Object position labeling entries
┄┄┄┄┄┄┄┄┄┄

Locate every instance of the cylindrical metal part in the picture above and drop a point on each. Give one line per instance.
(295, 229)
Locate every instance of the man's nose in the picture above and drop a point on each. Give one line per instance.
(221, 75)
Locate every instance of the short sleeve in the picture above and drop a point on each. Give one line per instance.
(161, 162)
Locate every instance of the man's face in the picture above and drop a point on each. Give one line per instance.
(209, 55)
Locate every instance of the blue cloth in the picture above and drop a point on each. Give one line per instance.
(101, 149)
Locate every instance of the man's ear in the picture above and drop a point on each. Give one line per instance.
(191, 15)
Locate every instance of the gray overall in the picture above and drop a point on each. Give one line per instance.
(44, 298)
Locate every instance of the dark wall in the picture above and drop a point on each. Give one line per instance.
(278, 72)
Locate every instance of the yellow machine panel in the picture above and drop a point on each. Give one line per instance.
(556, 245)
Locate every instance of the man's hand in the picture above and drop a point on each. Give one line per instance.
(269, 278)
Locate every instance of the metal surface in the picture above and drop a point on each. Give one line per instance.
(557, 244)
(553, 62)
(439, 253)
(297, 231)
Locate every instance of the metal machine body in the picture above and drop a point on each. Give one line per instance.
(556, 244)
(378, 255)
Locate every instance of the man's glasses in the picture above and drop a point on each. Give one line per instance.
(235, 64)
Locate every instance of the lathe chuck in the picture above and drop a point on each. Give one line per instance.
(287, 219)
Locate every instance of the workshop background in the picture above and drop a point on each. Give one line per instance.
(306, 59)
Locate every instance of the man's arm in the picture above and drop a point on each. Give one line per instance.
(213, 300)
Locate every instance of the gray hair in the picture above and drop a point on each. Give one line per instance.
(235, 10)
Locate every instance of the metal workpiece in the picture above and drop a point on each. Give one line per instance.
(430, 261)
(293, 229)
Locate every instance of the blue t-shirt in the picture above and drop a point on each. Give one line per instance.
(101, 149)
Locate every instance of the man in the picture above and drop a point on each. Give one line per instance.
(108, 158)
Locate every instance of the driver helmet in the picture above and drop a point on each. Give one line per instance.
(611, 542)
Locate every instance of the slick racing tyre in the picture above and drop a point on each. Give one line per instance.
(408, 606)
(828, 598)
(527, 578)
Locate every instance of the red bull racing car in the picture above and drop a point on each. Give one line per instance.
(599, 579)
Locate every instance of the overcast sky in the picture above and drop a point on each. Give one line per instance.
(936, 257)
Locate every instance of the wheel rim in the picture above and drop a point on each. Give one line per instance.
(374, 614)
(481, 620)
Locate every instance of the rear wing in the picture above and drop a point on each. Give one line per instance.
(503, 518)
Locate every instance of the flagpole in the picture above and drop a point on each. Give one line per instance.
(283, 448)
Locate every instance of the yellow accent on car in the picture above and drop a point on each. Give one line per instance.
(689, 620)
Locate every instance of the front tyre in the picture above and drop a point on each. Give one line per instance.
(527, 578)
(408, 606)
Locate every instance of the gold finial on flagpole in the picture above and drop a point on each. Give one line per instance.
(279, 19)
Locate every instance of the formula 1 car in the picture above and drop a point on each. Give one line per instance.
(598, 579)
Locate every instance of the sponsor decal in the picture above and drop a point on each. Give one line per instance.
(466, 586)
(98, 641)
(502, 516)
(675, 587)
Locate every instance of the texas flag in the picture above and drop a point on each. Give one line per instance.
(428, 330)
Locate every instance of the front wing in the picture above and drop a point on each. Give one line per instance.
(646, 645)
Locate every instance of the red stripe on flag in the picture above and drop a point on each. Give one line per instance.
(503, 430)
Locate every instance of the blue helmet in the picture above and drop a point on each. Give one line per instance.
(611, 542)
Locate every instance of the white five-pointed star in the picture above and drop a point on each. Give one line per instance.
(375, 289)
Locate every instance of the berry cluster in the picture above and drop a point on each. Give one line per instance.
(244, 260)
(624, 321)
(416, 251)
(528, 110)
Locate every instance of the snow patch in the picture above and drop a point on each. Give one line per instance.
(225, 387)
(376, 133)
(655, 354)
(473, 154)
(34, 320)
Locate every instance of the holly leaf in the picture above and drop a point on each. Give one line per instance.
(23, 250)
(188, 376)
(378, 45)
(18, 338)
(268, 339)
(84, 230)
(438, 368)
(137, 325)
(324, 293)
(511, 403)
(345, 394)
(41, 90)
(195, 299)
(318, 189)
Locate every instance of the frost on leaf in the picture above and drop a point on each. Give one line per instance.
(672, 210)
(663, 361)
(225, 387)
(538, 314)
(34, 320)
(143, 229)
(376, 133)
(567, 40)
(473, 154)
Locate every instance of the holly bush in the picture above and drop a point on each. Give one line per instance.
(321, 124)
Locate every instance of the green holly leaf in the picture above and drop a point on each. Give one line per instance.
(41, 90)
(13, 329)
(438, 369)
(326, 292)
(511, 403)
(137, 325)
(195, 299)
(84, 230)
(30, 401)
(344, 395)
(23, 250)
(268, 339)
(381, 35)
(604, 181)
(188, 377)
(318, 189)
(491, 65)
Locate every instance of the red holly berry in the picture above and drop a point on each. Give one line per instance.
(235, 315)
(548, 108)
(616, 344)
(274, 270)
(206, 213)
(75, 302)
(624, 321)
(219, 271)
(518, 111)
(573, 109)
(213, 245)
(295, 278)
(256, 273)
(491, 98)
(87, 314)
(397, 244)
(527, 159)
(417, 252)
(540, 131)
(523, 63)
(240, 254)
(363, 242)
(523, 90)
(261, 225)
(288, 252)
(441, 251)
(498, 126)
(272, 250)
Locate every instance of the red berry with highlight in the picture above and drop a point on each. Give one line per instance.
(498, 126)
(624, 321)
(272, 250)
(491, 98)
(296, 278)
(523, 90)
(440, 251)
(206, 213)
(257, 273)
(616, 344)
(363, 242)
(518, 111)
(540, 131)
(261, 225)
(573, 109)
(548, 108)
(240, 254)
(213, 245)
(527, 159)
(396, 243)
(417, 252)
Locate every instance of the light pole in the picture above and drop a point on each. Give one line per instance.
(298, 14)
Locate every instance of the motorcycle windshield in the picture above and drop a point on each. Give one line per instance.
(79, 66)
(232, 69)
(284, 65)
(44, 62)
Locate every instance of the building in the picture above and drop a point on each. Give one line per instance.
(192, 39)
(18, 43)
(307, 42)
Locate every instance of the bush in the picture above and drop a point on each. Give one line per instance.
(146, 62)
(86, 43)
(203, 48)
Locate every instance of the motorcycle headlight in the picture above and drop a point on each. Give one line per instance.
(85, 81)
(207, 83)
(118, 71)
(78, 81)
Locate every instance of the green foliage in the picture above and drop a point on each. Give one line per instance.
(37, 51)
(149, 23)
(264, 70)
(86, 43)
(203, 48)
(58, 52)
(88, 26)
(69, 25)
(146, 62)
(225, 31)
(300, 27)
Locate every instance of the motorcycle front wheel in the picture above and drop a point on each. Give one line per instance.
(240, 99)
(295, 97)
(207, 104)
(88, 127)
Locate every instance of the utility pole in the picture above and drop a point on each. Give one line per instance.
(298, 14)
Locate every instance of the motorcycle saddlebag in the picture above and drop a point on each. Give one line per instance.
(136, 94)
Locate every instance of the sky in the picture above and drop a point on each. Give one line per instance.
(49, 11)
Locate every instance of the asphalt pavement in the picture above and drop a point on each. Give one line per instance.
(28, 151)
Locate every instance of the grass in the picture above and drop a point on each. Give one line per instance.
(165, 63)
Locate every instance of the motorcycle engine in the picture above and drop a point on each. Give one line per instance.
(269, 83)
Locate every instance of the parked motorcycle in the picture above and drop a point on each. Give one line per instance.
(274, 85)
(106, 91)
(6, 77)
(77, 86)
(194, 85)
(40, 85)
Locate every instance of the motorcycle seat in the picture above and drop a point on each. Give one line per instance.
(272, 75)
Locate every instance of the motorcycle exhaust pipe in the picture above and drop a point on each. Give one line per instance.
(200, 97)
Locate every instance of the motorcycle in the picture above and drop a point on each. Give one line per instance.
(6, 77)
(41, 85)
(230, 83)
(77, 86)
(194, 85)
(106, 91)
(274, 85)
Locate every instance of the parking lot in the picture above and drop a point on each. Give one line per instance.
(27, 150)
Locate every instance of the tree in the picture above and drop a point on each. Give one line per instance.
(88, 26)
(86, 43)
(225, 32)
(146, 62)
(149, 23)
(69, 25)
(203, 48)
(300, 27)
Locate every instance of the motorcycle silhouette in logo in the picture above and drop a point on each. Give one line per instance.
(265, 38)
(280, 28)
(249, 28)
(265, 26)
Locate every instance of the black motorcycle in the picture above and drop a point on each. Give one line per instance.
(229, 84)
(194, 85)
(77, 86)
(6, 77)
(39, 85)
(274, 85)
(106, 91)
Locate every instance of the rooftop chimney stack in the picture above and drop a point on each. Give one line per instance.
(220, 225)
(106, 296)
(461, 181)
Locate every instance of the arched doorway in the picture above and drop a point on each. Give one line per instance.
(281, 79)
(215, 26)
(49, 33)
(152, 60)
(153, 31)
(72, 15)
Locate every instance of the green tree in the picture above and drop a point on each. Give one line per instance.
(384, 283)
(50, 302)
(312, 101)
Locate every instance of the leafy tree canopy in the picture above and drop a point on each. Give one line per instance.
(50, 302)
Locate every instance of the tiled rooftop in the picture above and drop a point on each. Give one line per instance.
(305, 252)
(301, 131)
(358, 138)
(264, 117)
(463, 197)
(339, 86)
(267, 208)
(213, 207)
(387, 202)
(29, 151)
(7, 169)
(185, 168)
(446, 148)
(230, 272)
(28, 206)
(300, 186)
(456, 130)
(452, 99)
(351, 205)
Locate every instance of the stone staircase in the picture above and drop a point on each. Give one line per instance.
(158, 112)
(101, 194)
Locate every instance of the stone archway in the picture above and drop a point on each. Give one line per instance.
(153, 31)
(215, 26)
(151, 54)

┄┄┄┄┄┄┄┄┄┄

> Goal
Locate the line that contains "Locate every instance of the tiled". Repeat it and every line after it, up to and including the final line, exactly.

> Correct result
Locate every instance of the tiled rooftop in the picture above and drop a point on each. Give one line per instance.
(305, 252)
(301, 131)
(358, 138)
(264, 117)
(463, 197)
(339, 86)
(267, 208)
(213, 207)
(387, 202)
(29, 151)
(7, 169)
(185, 168)
(446, 148)
(230, 272)
(28, 206)
(300, 186)
(456, 130)
(452, 99)
(351, 205)
Locate every instance of the stone staircase in the picture above and drop a point on each. Give one line per instance.
(158, 112)
(101, 194)
Locate every instance of the stone archway in the picture above and drop a point on each. Give one line per instance.
(153, 31)
(215, 26)
(151, 54)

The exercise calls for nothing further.